WHAT IS EXPECTED
Transcribe the data verbatim and drop its images.

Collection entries
"""

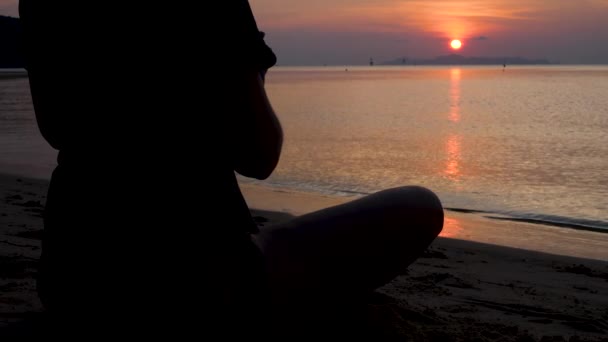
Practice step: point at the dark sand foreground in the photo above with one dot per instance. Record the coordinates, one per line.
(460, 290)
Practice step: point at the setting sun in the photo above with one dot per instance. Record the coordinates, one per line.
(456, 44)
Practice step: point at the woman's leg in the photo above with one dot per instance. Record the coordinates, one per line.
(350, 249)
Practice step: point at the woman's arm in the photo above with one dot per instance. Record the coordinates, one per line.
(259, 149)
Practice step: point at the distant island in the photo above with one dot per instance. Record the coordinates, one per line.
(462, 60)
(10, 34)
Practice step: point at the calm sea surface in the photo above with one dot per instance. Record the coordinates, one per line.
(527, 142)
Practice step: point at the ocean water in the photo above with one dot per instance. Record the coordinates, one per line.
(525, 142)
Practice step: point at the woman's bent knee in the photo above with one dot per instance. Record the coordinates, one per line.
(415, 204)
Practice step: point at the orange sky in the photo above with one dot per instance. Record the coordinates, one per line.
(571, 31)
(351, 31)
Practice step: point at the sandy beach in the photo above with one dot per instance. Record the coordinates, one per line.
(482, 280)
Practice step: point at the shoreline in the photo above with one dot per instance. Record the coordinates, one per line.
(467, 225)
(470, 285)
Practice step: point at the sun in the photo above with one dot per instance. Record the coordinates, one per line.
(456, 44)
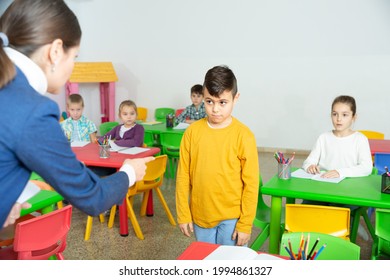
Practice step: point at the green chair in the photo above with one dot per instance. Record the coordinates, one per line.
(336, 248)
(262, 220)
(149, 139)
(381, 244)
(170, 142)
(160, 114)
(364, 212)
(106, 127)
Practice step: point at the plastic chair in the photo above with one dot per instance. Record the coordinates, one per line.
(142, 114)
(381, 244)
(106, 127)
(178, 112)
(41, 237)
(336, 248)
(149, 138)
(380, 161)
(262, 220)
(317, 218)
(152, 180)
(160, 114)
(364, 212)
(170, 142)
(370, 134)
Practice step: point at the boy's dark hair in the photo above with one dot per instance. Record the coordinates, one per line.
(346, 99)
(198, 89)
(75, 98)
(219, 79)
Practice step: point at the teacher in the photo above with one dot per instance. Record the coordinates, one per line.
(39, 41)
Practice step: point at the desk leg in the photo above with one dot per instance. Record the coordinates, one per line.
(123, 223)
(276, 214)
(149, 207)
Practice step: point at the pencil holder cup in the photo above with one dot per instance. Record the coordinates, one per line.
(385, 183)
(284, 171)
(104, 151)
(170, 120)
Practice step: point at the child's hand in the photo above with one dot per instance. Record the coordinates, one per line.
(313, 169)
(241, 238)
(331, 174)
(186, 229)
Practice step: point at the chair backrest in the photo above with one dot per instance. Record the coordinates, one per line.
(154, 175)
(380, 161)
(43, 236)
(179, 111)
(142, 114)
(106, 127)
(170, 142)
(148, 138)
(373, 134)
(317, 218)
(336, 248)
(382, 230)
(161, 113)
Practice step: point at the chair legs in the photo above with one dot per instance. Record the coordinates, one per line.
(361, 211)
(88, 228)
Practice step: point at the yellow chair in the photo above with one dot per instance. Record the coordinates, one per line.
(142, 114)
(370, 134)
(317, 218)
(153, 179)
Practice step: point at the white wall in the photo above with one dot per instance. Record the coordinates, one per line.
(291, 58)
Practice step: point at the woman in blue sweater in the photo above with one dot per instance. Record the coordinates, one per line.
(39, 41)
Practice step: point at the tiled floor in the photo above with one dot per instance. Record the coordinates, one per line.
(162, 240)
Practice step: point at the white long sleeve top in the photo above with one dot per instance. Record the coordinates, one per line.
(350, 155)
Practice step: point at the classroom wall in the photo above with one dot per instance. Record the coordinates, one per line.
(291, 58)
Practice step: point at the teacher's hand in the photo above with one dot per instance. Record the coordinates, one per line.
(139, 166)
(14, 214)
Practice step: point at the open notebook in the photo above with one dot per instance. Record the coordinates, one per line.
(225, 252)
(300, 173)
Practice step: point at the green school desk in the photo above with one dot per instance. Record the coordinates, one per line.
(360, 191)
(44, 201)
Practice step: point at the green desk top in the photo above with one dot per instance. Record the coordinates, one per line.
(360, 191)
(158, 128)
(41, 200)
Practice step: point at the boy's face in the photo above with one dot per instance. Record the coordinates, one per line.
(75, 110)
(128, 116)
(196, 99)
(219, 109)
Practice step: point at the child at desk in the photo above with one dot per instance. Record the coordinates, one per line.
(341, 152)
(196, 110)
(129, 133)
(77, 127)
(218, 174)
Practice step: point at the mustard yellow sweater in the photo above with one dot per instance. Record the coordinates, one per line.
(218, 175)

"""

ANSWER TO THIS PROBLEM
Practice step: point at the dark sand foreground in the photo above with one dot per instance. Record the coordinates, one per line.
(460, 290)
Practice step: point at the setting sun in the photo above with one dot per instance. Record the coordinates, one per line.
(456, 44)
Practice step: point at the woman's leg in the photo above with one dot per instance. Record the coordinates, one per line.
(350, 249)
Practice step: point at the woman's arm in the photo above with one dot per instance. Record the coordinates, one per line.
(259, 149)
Practice step: point at the distant island in the photo above with one dot per instance. Record the coordinates, one per line.
(462, 60)
(10, 34)
Practice step: point at the calm sea surface in the photo above with one dot per instance. Record the coordinates, one per line.
(527, 142)
Practice step: point at the ocean water in the photo above with one dot per instance. Record the coordinates, one per line.
(525, 142)
Practice step: point at the woman's bent knee in the photo above with one dot per instance. Record the coordinates, one per line.
(415, 204)
Practice step: point at the orange sky in the photo above with one dot per instance. Record the coordinates, one per line.
(571, 31)
(351, 31)
Practice step: point at the sandy beach in the photo above with one dot per instance. Record the coordinates, one per line.
(482, 280)
Practice step: point at the shoreline in the photo above with one dot per instance. Record the coordinates, one per line.
(467, 225)
(470, 285)
Practice step: point at the sun in the photo above with one dot per instance. Record the coordinates, one per line.
(456, 44)
Practice step: point at the green chair in the photo above with one dot per instance. Record the coordinates, one per line.
(336, 248)
(262, 220)
(149, 139)
(381, 244)
(170, 142)
(160, 114)
(364, 212)
(106, 127)
Practice step: point at the plastic chair in the photo above with one dot per instance. Record the coordinates, one per line.
(142, 114)
(381, 244)
(106, 127)
(178, 112)
(41, 237)
(336, 248)
(149, 138)
(380, 161)
(262, 220)
(317, 218)
(152, 180)
(160, 114)
(364, 212)
(170, 142)
(370, 134)
Practice step: point at the boy's dark hair in the photo above with one dot per instance. Record the coordinates, one per line.
(346, 99)
(198, 89)
(75, 98)
(219, 79)
Practice step: point at the teacher in the photo above with one dot per instance. Record the coordinates, one per line.
(39, 41)
Practice step: point at the desk leg in the photo above with one dot per instance. Record the coordinates, one per line.
(123, 223)
(276, 214)
(149, 207)
Practice step: point at the pencil holder cup in the photo above with one dot per instance. Record the coordinates, one per line.
(385, 183)
(284, 171)
(104, 151)
(170, 120)
Practice step: point at the child's hand in the photo above with one dot per instance. Record the coordinates, one per line.
(313, 169)
(241, 238)
(331, 174)
(186, 229)
Practice step: point at the chair backrest in the photo above with one dot per instance. Record the coordinates, one per line.
(154, 175)
(380, 161)
(43, 236)
(179, 111)
(142, 114)
(106, 127)
(170, 142)
(148, 138)
(373, 134)
(317, 218)
(336, 248)
(382, 230)
(161, 113)
Practice step: point at the chair legs in the photo above with one dot per instance. Record the coordinates, one per line.
(361, 211)
(88, 228)
Practice step: point at the yellow chair in the photo above with one dot per instance. Record the coordinates, one per line.
(142, 114)
(370, 134)
(317, 218)
(153, 179)
Practice step: point at the white wall in the photo above with one dot per instance. Record the coordinates, one per line.
(291, 58)
Practice step: point at the woman in blue sweater in the photo above with one dot per instance. Record the coordinates, one per line.
(39, 41)
Practice step: point at the tiled floor in the photo above with one dot per instance. Record the coordinates, one per line.
(162, 240)
Practice step: point at the white long sleeve top in the photo above with one dot per instance. Record the coordinates, one per line.
(350, 155)
Practice step: point at the classroom wall in the photo above with one dot per instance. Record the coordinates, one per line.
(291, 58)
Practice step: point at the teacher's hand in the photo above with one dot per instance. Record the coordinates, one per line.
(139, 166)
(14, 214)
Practice step: point at the open notebook in the photo above with one dot per instance. Record the coordinates, one per line.
(225, 252)
(300, 173)
Practice step: point at the green school desk in the photo above with one dot per instance. Record the coordinates, one per line.
(360, 191)
(44, 201)
Practice step: point at the green desk top in the photo above with one dot per instance. Record the coordinates, one per line.
(360, 191)
(158, 128)
(41, 200)
Practice step: point at the boy's face in the photo above with one dot per instance. Record the coordinates, one per line.
(75, 110)
(128, 116)
(196, 99)
(219, 109)
Practice step: point at the child at desk in the photo above with one dot per instance. Record the coordinates, one per line.
(341, 152)
(196, 110)
(129, 133)
(77, 127)
(218, 174)
Practice step: point at the mustard yellow sweater in the photo above with one dot per instance. Record the coordinates, one per line.
(218, 175)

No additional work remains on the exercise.